Given task 1 ▸ According to the article on the Churchill Weavers collection grant, how much money was the Kentucky Historical Society selected to receive?
Given task 2 ▸ Rewrite the passage of the Churchill Weavers grant article from "For 85 years, Churchill" up to and including "and business records.", putting "sold" in place of "auctioned".
Given task 3 ▸ Extend the article on the Churchill Weavers collection grant from where it stops.

Article ▸
──────────

Home » KHS receives grant to catalog historic Churchill Weavers collection

KHS receives grant to catalog historic Churchill Weavers collection

FRANKFORT, Ky. (Feb. 7, 2013) — The Kentucky Historical Society (KHS) has been selected to receive a $142,700 Cataloging Hidden Special Collections and Archives grant by the Council on Library and Information Resources (CLIR). The funds will support the cataloging of an estimated 40,000 textiles in the Churchill Weavers Collection.

The exterior of the Churchill Weavers building in Berea, Ky.
The exterior of the Churchill Weavers building in Berea, Ky. (Image courtesy of the Kentucky Historical Society)

For 85 years, Churchill Weavers produced distinctive hand-woven clothing and home textiles in Berea, Ky. Talented owners and employees helped it become one of Kentucky’s most beloved handcraft businesses. Faced with foreign competition and downsizing, the business was auctioned in 2007. Soon after, the KHS Foundation purchased the Churchill Weavers Collection, which includes thousands of fabric samples, tools, looms, photographs and business records.

“The Churchill Weavers fabric archive is a hidden collection holding an intensely rich resource of scholarly information. This collection promises to enrich scholarship in many disciplines and academic fields. Nearly every textile created by Churchill Weavers has a sample in the fabric archive, documenting every pattern, weave nuance, color, fiber and material in their products,” said Jennifer Spence, KHS’s Churchill Weavers project coordinator.

──────────

Dataset rows ▸
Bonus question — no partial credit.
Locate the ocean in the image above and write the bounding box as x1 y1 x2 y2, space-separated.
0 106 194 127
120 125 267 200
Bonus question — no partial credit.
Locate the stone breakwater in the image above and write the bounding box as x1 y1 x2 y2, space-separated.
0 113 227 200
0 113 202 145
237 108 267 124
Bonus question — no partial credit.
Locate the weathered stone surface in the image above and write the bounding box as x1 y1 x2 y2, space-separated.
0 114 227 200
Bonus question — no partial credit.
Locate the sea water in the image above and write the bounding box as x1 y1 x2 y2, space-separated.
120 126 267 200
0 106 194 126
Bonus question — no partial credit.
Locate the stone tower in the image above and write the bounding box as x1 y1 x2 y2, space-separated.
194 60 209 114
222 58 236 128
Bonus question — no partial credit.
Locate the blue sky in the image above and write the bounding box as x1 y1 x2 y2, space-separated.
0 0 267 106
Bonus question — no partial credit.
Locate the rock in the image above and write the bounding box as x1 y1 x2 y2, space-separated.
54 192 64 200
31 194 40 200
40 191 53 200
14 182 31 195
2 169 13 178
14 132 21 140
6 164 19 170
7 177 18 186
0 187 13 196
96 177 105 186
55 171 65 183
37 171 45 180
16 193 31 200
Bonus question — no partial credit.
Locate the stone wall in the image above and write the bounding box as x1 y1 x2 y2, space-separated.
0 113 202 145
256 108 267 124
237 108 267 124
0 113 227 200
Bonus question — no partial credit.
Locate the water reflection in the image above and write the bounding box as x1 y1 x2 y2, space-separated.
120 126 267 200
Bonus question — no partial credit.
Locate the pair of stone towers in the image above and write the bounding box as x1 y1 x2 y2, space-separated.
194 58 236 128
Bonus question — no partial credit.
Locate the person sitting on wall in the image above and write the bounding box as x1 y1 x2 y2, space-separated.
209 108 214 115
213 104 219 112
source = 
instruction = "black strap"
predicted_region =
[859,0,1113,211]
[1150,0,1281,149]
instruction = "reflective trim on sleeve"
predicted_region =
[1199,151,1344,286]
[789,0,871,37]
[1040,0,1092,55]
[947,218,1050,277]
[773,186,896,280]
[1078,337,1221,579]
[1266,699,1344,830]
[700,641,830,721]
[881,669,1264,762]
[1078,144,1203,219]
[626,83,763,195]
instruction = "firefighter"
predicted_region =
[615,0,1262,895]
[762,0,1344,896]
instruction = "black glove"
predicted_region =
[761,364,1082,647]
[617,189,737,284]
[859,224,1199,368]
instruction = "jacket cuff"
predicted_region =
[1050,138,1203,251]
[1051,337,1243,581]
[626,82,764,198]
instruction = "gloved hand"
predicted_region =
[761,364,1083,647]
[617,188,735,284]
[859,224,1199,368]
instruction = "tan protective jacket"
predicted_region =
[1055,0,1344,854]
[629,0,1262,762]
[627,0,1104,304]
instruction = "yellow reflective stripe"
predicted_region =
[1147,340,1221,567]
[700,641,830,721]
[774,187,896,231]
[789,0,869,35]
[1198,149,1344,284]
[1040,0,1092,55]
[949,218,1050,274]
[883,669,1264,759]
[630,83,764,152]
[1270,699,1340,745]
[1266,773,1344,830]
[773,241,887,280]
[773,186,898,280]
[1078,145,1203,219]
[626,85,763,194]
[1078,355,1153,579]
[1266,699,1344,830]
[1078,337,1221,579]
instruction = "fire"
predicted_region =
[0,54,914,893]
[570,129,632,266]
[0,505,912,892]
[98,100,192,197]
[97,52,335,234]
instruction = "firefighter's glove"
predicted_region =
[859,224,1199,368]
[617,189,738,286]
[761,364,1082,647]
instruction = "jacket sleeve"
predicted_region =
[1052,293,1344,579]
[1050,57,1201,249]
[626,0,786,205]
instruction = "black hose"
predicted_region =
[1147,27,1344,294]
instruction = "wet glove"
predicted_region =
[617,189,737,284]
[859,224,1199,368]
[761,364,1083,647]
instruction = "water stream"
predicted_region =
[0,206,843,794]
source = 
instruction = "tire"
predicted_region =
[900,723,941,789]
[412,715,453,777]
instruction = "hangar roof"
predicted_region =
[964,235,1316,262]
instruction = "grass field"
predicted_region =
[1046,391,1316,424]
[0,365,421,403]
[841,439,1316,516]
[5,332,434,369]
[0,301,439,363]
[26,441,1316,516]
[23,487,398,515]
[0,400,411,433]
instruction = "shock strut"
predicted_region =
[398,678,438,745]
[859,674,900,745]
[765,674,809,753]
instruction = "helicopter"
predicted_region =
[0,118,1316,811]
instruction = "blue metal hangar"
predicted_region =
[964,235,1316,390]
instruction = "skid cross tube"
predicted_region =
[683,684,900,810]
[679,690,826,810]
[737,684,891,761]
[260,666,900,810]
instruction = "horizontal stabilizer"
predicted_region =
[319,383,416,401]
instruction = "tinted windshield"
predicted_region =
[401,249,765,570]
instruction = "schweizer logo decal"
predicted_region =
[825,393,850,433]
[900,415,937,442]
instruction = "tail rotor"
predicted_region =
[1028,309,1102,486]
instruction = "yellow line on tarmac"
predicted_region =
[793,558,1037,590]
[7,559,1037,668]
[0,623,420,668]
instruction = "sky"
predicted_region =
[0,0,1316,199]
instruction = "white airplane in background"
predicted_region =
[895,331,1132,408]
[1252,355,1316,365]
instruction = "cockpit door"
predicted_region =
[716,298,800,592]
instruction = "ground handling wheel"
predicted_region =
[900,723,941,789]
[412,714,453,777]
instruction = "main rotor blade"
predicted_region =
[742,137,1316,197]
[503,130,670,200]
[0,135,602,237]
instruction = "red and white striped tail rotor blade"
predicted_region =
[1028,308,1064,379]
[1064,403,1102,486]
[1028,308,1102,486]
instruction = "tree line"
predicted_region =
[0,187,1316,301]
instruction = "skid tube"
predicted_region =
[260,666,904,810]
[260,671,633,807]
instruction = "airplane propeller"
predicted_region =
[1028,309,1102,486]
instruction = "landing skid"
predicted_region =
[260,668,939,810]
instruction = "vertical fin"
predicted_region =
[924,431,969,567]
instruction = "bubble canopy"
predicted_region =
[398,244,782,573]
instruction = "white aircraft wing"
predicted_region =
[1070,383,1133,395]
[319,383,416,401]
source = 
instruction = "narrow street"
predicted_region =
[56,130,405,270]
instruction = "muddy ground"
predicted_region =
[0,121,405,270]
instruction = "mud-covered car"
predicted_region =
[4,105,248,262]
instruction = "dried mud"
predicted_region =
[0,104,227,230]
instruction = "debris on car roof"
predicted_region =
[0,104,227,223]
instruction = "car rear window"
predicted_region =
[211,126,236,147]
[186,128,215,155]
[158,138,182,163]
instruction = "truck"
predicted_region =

──────────

Final answer 1 ▸ $142,700

Final answer 2 ▸
For 85 years, Churchill Weavers produced distinctive hand-woven clothing and home textiles in Berea, Ky. Talented owners and employees helped it become one of Kentucky’s most beloved handcraft businesses. Faced with foreign competition and downsizing, the business was sold in 2007. Soon after, the KHS Foundation purchased the Churchill Weavers Collection, which includes thousands of fabric samples, tools, looms, photographs and business records.

Final answer 3 ▸
“This is one of the most important American textile archives to date and perhaps the most important one in Appalachia, and yet these fabric samples are not accessible to the public,” she said. “The collection’s substance, once made accessible, has the potential to make profound impact on scholarship and to create opportunities to learn things about small business hand-weaving production that have never been known before.”

A swatch from the Churchill Weavers collection. (Image courtesy of the Kentucky Historical Society)
A swatch from the Churchill Weavers collection. (Image courtesy of the Kentucky Historical Society)

Created in 2008 and supported by ongoing funding from The Andrew W. Mellon Foundation, the Cataloging Hidden Special Collections and Archives awards program supports the identification and cataloging of special collections and archives of high scholarly value that are difficult or impossible to locate. Award recipients create Web-accessible records according to standards that enable the federation of their local cataloging entries into larger groups of related records, enabling the broadest possible exposure to the scholarly community.

CLIR (www.clir.org) is an independent, nonprofit organization that forges strategies to enhance research, teaching, and learning environments in collaboration with libraries, cultural institutions and communities of higher learning.

For more information about this grant and the Churchill Weavers Collection, contact Jennifer Spence at (502) 564-1792, ext. 4503 or [email protected]. For more about KHS, its collections and programs, visit www.history.ky.gov.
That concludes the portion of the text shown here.